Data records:
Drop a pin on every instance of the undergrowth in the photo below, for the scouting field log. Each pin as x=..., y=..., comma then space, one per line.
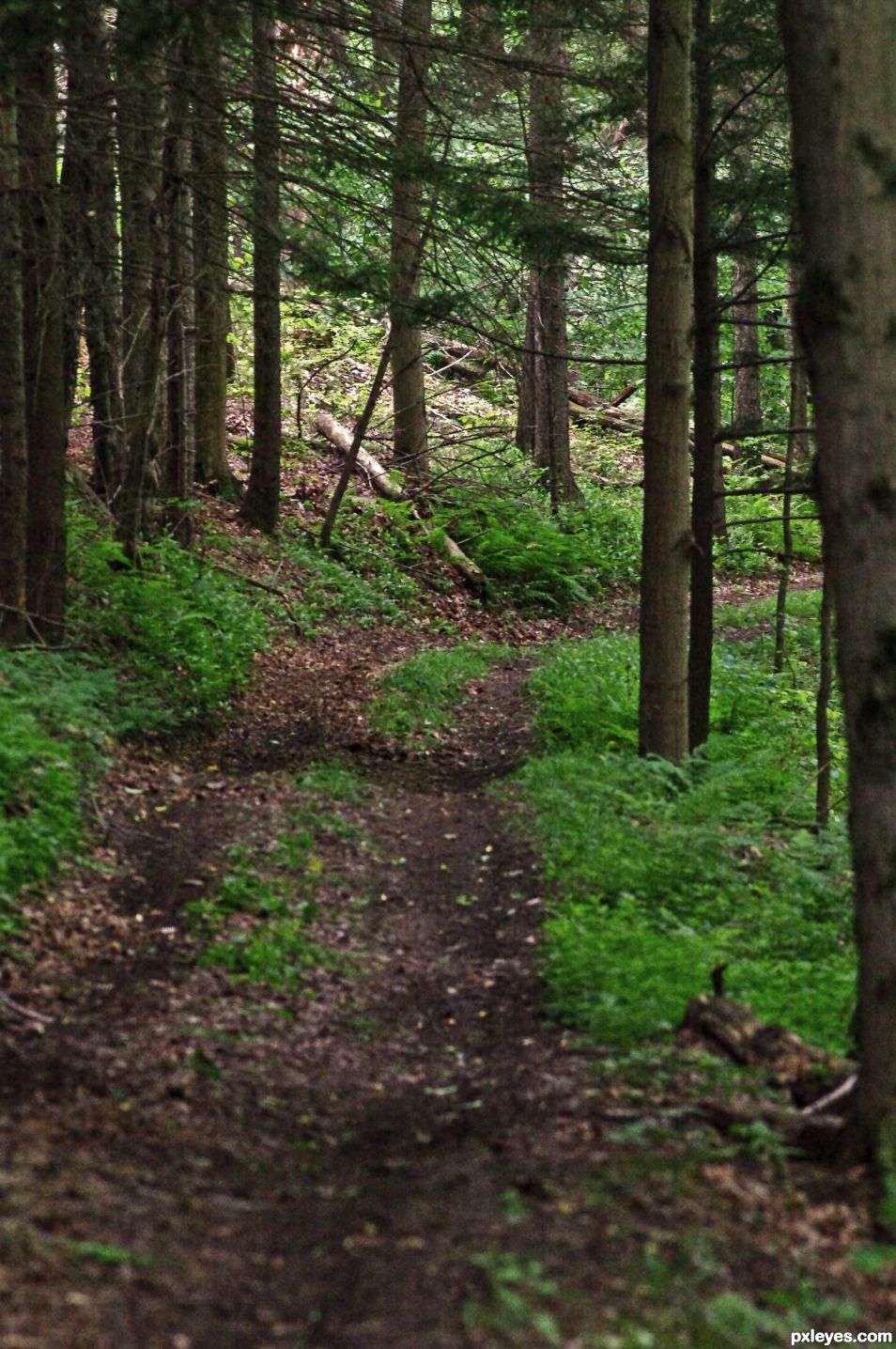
x=419, y=696
x=664, y=872
x=151, y=649
x=256, y=923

- [Task] Without the pictures, restate all of the entries above verbatim.

- [Task output]
Drop a pin on every instance of the undergrowth in the photo below, for the scouting field log. Each pin as x=..., y=..., comma then space, one per line.
x=419, y=696
x=664, y=872
x=151, y=649
x=256, y=923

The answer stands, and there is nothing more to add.